Reading passage:
The most-studied example, out of many (perhaps thousands) of examples of map-like connections of nerves from one area connecting to another area.

Sensory projections: skin to central nervous system Motor projections: muscles to central nervous system

Projections connecting one part of the central nervous system to another. (The retino-tectal projection can be regarded as brain-to-brain, because the retina forms as an outpocketing of the side wall of the brain.)

 

 

 

 

 

 

 

 

 

 

see page 96 in Scott Gilbert's textbook: And also pages 395-408

 

 

"Ephrin Ligands" and "Eph Receptors" are the names of two proteins found on the outside surfaces of some cells, including some nerve cells, and the cells that line arteries and veins.

There are at least two kinds of each, called type A and type B, with subtypes A1, A2, A5 etc.

They bind specifically to each other where cells touch; e.g. molecules of type A Ephrin Ligand on one cell bind specifically to molecules of type A Eph Receptors on any adjacent cell.

Both cells change in response to this binding. (Which is somewhat unusual, or at least hasn't been noticed or hypothesized much before. People tended to assume communications were just in one direction)

These molecules are used for chemotactic attraction and repulsion of cells, and for creating boundaries.

If a cell is stimulated to crawl toward whichever direction its surface has more ephrin binding, that is chemotactic "attraction" (although that is a behavioral response, not a physical force.)

Staining with fluorescent antibodies led to the discovery that embryonic retinas and parts of their brains have concentration gradients of eph receptors and ephrin ligands, in patterns that are not yet worth memorizing. At least six different selective adhesion proteins form gradients there.

Optic nerve fibers need guidance at several stages of their progress to, and through, the midbrain:

for example

    "Attraction" toward the blind spot;
    "Repulsion" away from the fovea;

    Turning or not turning at the optic chiasma.

Given entries:
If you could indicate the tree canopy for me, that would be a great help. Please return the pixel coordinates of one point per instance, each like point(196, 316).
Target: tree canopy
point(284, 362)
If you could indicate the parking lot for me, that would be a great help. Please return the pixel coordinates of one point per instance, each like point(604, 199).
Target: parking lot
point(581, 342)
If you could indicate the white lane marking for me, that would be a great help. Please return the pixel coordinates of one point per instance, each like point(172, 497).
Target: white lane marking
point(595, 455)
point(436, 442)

--

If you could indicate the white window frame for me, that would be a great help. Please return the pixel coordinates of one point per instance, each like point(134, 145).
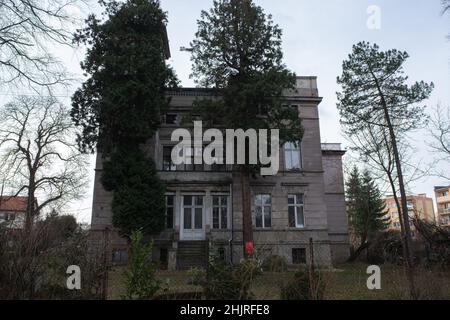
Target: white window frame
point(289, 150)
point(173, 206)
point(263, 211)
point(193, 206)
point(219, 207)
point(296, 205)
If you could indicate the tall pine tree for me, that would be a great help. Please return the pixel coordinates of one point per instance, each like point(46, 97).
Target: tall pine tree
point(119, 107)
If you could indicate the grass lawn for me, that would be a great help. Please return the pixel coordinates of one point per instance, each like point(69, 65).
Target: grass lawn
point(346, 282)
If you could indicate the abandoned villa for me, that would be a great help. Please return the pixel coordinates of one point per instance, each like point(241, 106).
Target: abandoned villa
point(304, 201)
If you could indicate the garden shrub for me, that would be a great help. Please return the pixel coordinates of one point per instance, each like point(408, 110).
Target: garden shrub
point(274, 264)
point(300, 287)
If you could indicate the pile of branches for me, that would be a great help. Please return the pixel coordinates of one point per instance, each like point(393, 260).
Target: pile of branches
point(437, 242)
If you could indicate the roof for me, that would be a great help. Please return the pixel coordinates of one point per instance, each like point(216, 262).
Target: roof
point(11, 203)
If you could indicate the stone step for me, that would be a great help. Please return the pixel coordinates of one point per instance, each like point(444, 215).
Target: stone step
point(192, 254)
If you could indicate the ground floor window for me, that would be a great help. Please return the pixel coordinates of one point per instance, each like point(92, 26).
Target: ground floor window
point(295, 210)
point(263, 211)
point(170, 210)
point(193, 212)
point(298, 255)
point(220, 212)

* * *

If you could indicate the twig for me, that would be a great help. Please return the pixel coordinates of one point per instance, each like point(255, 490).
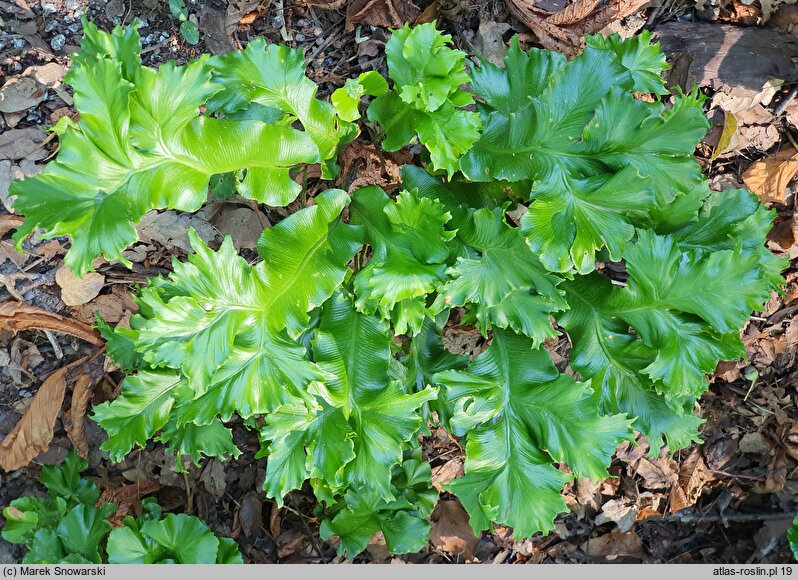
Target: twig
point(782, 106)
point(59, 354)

Complete the following:
A: Quote the passage on nerve maps from "These molecules are" up to and including "form gradients there.".
B: Pick up the passage on nerve maps where it stops and keep writing it.
The records have nothing to do with the passage on nerve maps.

Solved tasks:
A:
These molecules are used for chemotactic attraction and repulsion of cells, and for creating boundaries.

If a cell is stimulated to crawl toward whichever direction its surface has more ephrin binding, that is chemotactic "attraction" (although that is a behavioral response, not a physical force.)

Staining with fluorescent antibodies led to the discovery that embryonic retinas and parts of their brains have concentration gradients of eph receptors and ephrin ligands, in patterns that are not yet worth memorizing. At least six different selective adhesion proteins form gradients there.

B:
    Projecting onto the tectum (in fish, amphibians & birds; but a different area in mammals (!))

    People have been hoping to find such gradients for 40 years, and maybe they hoped too much, because simpler patterns would provide better explanations.

A poem by Boris Pasternak says:
    We shall not go unpunished,
    Unless we keep it secret;

    (Simplicity) of all things is what people need,
    but complexity is more comprehensible to them.

      Yeyo Svoye nujnaya lydyam; No slojnaya ponyatni im.

Meanwhile, I am trying to rewrite those Chemotaxis Pascal computer programs (that I projected in class, and that are posted on this course's web site) so that they can simulate formation of neural projections along concentration gradients.

Although it is not too difficult to invent behavioral properties that steer cells to the highest point in a concentration gradient, we need to invent behaviors that will cause them to find certain locations along concentration gradients, for example to go where the concentration is toward 40% maximum, while neighboring cells have behaviors that guide them, instead, toward where the gradient is 41% maximum. Not so easy; But I hope simple.

I think I have this figured out, based on Steve Roth's original idea. But I could sure use help, and appreciate suggestions and criticisms.